### [Artigo]
•••••
Eles quase se chamaram "Dionisius", mas o quarteto formado por Ray Manzarek, Robbie Krieger, John Densmore e Jim Morrison ficou para sempre na história da música como "The Doors".
Batizado assim graças a Jim, então estudante de cinema na UCLA e companheiro de sala de Ray Manzarek, que já era músico, o grupo tomou emprestado o nome do título de um livro de Aldous Huxley: "The Doors of Perception", por sua vez também cooptado dos versos do poeta William Blake, um dos ídolos do jovem Jim, então com 22 anos.
Os dois se juntaram a Robbie Krieger, um guitarrista com formação erudita e flamenca e a John Densmore, baterista e percussionista estudioso de jazz e suas vertentes, e começaram a ensaiar. Quando já tinham um repertório bem razoável, passaram a tocar com freqüência nos clubes da Sunset Strip em Los Angeles - em especial no Whisky A Go Go.
Na época, os Doors já se notabilizavam por sua formação pouco usual: vocal, guitarra, teclados e bateria / percussão. O baixo era executado por Ray Manzarek, através de overdubs tocadas num Fender Rhodes Bass Keyboard. Em outro órgão, ele fazia as linhas de teclado. Muita gente ironiza e diz que o som tirado por ele era de 'órgão de churrascaria' - uma heresia para os fãs do grupo. Mas em estúdio, eles tocavam com baixistas contratados - tiveram pelo menos oito de 1966 a 1972, ano em que a banda encerrou suas atividades.
•••••
### [Itens armazenados]

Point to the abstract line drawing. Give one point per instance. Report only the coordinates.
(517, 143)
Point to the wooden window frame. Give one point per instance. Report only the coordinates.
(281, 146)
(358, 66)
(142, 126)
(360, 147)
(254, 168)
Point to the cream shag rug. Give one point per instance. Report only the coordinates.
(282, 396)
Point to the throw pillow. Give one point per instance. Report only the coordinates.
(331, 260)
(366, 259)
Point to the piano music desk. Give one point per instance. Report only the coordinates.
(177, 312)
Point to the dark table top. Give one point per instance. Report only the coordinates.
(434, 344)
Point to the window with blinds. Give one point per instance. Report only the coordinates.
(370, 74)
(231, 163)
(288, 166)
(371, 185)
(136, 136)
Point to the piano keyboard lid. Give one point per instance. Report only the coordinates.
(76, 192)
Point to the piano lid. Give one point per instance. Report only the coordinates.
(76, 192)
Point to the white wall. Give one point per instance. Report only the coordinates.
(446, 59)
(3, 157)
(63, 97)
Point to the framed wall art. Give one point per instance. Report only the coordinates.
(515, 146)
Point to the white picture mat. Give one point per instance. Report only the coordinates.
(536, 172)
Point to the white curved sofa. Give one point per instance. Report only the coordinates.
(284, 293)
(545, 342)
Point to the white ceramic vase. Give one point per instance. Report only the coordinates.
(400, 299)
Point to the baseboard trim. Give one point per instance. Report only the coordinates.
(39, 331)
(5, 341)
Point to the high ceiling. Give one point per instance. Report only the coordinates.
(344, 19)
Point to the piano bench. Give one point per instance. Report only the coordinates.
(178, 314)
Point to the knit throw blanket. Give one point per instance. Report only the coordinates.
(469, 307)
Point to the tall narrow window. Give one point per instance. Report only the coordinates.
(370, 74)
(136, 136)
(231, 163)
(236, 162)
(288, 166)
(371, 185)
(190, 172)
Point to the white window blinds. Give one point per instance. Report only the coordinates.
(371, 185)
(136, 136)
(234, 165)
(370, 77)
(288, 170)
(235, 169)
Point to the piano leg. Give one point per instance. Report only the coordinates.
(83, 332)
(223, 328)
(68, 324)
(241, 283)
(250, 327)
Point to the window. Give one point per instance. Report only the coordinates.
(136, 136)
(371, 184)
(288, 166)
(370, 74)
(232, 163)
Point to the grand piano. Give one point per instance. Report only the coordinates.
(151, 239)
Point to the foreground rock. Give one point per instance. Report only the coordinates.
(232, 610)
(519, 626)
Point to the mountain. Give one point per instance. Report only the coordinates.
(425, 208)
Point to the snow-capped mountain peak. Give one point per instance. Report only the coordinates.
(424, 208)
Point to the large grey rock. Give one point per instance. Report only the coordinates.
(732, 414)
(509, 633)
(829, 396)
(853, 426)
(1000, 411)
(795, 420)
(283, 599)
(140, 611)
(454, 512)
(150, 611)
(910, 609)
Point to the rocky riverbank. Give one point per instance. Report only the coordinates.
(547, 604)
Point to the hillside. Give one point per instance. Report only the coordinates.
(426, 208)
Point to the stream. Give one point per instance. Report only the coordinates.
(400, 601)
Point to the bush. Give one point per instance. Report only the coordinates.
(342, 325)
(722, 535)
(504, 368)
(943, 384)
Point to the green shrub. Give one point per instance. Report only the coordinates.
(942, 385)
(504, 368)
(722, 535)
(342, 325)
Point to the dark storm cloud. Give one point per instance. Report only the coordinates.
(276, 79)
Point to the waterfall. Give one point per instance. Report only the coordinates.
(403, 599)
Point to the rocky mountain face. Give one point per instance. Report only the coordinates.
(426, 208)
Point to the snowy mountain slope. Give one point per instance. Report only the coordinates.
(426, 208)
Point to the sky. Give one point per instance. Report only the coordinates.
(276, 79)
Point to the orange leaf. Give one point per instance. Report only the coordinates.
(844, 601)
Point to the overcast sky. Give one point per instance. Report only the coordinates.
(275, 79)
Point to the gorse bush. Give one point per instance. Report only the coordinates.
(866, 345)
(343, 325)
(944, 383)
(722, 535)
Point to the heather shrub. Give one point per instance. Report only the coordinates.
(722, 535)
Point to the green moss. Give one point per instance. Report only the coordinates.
•••••
### [Ações necessárias]
A. Segundo o artigo, em qual clube da Sunset Strip os Doors tocavam em especial?
B. Reproduza o trecho do artigo entre "Batizado assim graças" e "Whisky A Go Go.", inclusive.

### [Respostas escritas]
A. No Whisky A Go Go.

B.
Batizado assim graças a Jim, então estudante de cinema na UCLA e companheiro de sala de Ray Manzarek, que já era músico, o grupo tomou emprestado o nome do título de um livro de Aldous Huxley: "The Doors of Perception", por sua vez também cooptado dos versos do poeta William Blake, um dos ídolos do jovem Jim, então com 22 anos.
Os dois se juntaram a Robbie Krieger, um guitarrista com formação erudita e flamenca e a John Densmore, baterista e percussionista estudioso de jazz e suas vertentes, e começaram a ensaiar. Quando já tinham um repertório bem razoável, passaram a tocar com freqüência nos clubes da Sunset Strip em Los Angeles - em especial no Whisky A Go Go.